━━ Extracted entries

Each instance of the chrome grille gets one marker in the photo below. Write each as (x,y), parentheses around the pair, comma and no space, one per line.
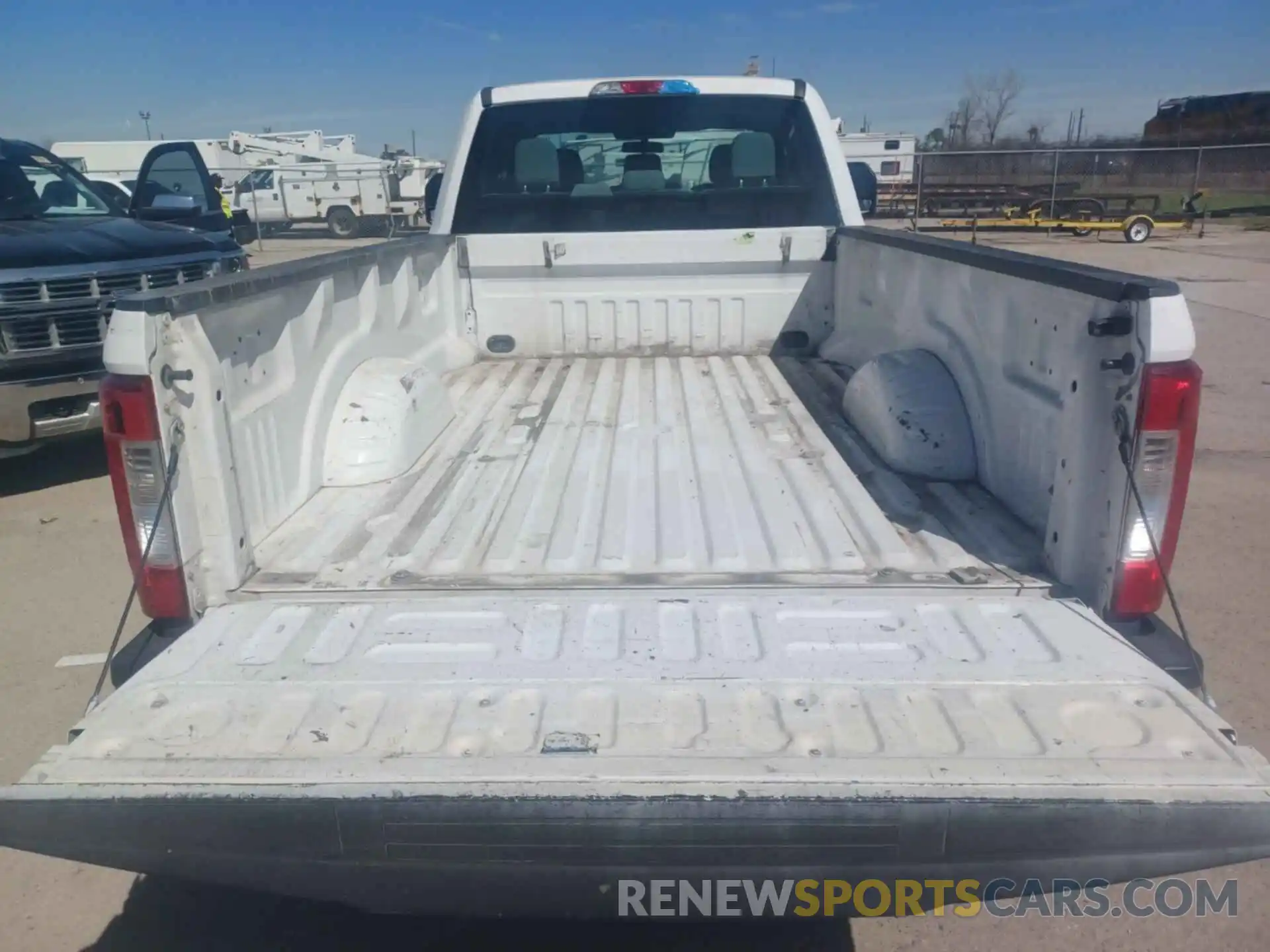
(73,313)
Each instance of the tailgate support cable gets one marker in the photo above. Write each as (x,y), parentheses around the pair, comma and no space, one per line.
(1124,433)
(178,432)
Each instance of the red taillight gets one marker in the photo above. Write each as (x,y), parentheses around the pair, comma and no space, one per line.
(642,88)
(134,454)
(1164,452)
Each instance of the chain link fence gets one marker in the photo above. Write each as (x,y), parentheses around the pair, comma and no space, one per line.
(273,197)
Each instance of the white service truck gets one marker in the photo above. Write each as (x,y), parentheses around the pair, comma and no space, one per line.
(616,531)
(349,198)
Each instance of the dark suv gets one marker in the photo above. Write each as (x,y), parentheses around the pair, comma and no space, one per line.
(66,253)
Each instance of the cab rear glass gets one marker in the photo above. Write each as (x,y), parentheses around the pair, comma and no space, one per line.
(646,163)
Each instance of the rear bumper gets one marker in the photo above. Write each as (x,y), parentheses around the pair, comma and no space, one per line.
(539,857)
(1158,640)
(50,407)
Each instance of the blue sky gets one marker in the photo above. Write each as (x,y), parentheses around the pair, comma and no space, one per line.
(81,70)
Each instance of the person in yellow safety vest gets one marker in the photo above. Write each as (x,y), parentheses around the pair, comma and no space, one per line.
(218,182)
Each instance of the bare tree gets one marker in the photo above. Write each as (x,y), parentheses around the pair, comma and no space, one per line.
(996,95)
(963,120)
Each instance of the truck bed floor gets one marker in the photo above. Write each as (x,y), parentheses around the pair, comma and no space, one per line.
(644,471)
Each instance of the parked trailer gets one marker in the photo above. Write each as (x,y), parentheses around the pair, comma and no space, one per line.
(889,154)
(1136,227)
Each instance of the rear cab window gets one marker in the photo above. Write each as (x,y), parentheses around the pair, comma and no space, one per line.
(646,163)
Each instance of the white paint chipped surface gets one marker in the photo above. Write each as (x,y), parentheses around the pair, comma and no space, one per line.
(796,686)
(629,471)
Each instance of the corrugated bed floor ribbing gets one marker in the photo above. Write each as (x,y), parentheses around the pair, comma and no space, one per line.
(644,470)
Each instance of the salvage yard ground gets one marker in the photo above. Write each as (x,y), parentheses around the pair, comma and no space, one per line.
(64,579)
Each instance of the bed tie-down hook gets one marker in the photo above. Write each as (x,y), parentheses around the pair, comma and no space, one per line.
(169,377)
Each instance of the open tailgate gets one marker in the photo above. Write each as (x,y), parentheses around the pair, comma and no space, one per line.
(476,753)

━━━━

Requirement. Copy out all the entries exactly. Images stay out of the copy.

Solution to this exercise.
Each instance of the chrome grille gets one marker in the photo below. Write each as (x,y), parentheses around the pair, comma and no space, one per line.
(73,313)
Each instance of the tailgate support cable gets one marker in the photo above. Write each as (x,y), parentheses around the pair, comma and no space, one per line.
(1124,433)
(178,432)
Each instance of the red taillight gets one marker in the photo above. Write each as (x,y), parentheses around the pair, comma and no space, one per line.
(642,88)
(134,454)
(1164,452)
Each instance of the chain link fence gets one marker in the photo above. Write each as (x,y), parentheses around the pair, comma and no space, one per line.
(273,197)
Each instance of the white service truck gets one marker in the photo above. Write each as (x,y), parentheses around the pair, comma and no space, one per line.
(616,531)
(349,198)
Each instance of the dark suv gets one marker in the photo above. Write each as (x,y), parentheses around the pair, comma and no space, one per line.
(66,253)
Each instance of the cab rear glass gets one marker in the photo above. Write each as (x,y), parentheses around the pair, comma and no space, one per line.
(646,163)
Each instance of the rear bumper gets one marker in the photo above. Write each as (x,y), parentheses around the pair, comma and no space, one per line.
(539,857)
(1158,640)
(50,407)
Each instance of the blue sky gets one marker in the photo above. Write each as (x,y), parentheses around the pair, comma and no space, one per line.
(81,70)
Each instance of the person in yellow safety vest gets one marker in the photo above. Write each as (x,y), parentheses around the pair, comma and no space, one per line.
(218,182)
Each instance of the bare tree gets one marker in the photo above. Write each as (x,y), parentheses around the pair, comma and no space, one per line.
(996,95)
(963,120)
Each instance of the truck bed floor gets one marker in the photo above. Write each as (x,y), parentheses around the pair, comma and no space, one per line.
(644,471)
Each instance of the parked trailer gets one marker in the photo above. Write each as (x,y), parentheses around the pair, comma and no space, one per line.
(889,154)
(1136,227)
Each instance of the rear cab window gets one marker in the photo above. Write each as (x,y), parentheses around the pair, comma and no space, one per line.
(646,163)
Each instance of the white paint chipped surface gets one marker in the photo above. Write each as (x,y), parentheses around the pair, comma and no space, one per line.
(796,686)
(629,471)
Each instance of the corrugated bed floor ribbing gets one marker in the photo above. Write each as (x,y), parentheses around the pair, comma and no space, one per line.
(644,470)
Each instance of the salvage yard ground gets one marker in the photo above. Write each as (x,y), parentheses around the pair, comma and no space, one per line.
(64,579)
Each instance of the bed tie-down hook gets one marker in the photo above. Write each as (x,y), parentheses around the pair, comma and no space, one per line.
(169,377)
Each instance of the open tailgate gets one marker in the photo above. Write each as (x,y), parentheses around the pair, comma and no space, one per line.
(476,753)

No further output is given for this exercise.